**WHAT YOU NEED TO DO**:
Please copy the data below line for line, with no changes at all.

[Location identification entries]

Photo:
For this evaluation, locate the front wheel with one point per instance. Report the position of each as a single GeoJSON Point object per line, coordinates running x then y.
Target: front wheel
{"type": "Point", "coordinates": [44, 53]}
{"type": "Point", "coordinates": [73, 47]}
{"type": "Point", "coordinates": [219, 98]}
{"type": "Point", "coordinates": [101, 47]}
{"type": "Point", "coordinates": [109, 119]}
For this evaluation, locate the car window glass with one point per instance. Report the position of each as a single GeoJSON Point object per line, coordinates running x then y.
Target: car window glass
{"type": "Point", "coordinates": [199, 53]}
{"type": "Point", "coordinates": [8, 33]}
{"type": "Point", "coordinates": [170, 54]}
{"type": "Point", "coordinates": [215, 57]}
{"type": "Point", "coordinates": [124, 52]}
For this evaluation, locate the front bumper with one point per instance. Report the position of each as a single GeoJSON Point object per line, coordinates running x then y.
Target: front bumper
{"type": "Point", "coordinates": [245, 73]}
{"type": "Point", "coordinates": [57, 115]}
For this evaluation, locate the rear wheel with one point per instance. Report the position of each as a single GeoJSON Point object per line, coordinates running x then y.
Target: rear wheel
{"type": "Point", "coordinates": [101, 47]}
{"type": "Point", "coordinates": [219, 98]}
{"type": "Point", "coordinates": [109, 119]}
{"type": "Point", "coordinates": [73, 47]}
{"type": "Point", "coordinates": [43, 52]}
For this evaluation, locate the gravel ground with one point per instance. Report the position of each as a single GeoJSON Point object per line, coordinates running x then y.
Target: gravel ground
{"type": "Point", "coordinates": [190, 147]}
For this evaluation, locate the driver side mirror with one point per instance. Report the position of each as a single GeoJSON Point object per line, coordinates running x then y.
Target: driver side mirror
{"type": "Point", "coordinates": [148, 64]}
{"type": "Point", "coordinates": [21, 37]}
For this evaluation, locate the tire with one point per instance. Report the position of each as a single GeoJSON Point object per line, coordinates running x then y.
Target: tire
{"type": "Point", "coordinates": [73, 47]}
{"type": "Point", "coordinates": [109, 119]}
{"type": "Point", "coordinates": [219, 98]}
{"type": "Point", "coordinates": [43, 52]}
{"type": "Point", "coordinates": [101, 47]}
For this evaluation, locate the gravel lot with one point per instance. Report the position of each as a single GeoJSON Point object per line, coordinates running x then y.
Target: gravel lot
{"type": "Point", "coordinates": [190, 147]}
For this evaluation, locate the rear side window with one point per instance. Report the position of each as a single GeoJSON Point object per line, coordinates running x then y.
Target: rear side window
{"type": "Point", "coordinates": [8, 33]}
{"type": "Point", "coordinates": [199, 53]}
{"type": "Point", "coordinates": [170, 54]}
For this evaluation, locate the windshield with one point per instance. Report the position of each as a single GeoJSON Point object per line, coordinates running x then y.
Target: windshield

**SOLUTION TO THIS PROBLEM**:
Photo:
For this evaluation, locate the front wheel with one point per instance. Report the position of each as a single GeoJSON Point object per line, coordinates running x then y.
Target: front wheel
{"type": "Point", "coordinates": [44, 53]}
{"type": "Point", "coordinates": [73, 47]}
{"type": "Point", "coordinates": [219, 98]}
{"type": "Point", "coordinates": [101, 47]}
{"type": "Point", "coordinates": [109, 119]}
For this evaluation, locate the car window glass with one point per instance. Report the position of each as a single GeoJSON Point object per line, coordinates running x then y.
Target: car window glass
{"type": "Point", "coordinates": [199, 53]}
{"type": "Point", "coordinates": [8, 33]}
{"type": "Point", "coordinates": [170, 54]}
{"type": "Point", "coordinates": [215, 57]}
{"type": "Point", "coordinates": [124, 52]}
For this evaluation, locate the front bumper with one point per instance. Report the position of each as a single GeoJSON Point object per line, coordinates running x then y.
Target: front bumper
{"type": "Point", "coordinates": [245, 73]}
{"type": "Point", "coordinates": [57, 115]}
For this evaluation, locate the rear wheel with one point per instance. Report the position of each as a single GeoJSON Point object per line, coordinates running x then y.
Target: rear wheel
{"type": "Point", "coordinates": [101, 47]}
{"type": "Point", "coordinates": [219, 98]}
{"type": "Point", "coordinates": [109, 119]}
{"type": "Point", "coordinates": [73, 47]}
{"type": "Point", "coordinates": [43, 52]}
For this evaluation, locate the gravel ground with one point per instance. Report the position of each as a single GeoJSON Point object per line, coordinates running x then y.
Target: gravel ground
{"type": "Point", "coordinates": [190, 147]}
For this evaluation, locate the driver side mirror with one point per instance. Report the position of each as a single GeoJSON Point object per line, coordinates running x then y.
Target: driver side mirror
{"type": "Point", "coordinates": [148, 64]}
{"type": "Point", "coordinates": [21, 37]}
For this evaluation, locate the tire with one point per instance. Report the position of each as a single GeoJSON Point object per line, coordinates running x then y.
Target: tire
{"type": "Point", "coordinates": [73, 47]}
{"type": "Point", "coordinates": [109, 119]}
{"type": "Point", "coordinates": [219, 98]}
{"type": "Point", "coordinates": [43, 52]}
{"type": "Point", "coordinates": [101, 47]}
For this evaluation, locate the gravel lot with one point per instance. Report the position of each as a single GeoJSON Point object per line, coordinates running x then y.
Target: gravel lot
{"type": "Point", "coordinates": [190, 147]}
For this evaluation, locate the rear side window with one point per instance. Report the position of each as a single GeoJSON Point object per line, coordinates running x then y.
Target: rear side window
{"type": "Point", "coordinates": [8, 33]}
{"type": "Point", "coordinates": [199, 53]}
{"type": "Point", "coordinates": [170, 54]}
For this evaluation, locate the windshield with one point per instance. Report the position of each as a single GeoJSON Point object per line, coordinates running x then y.
Target: windshield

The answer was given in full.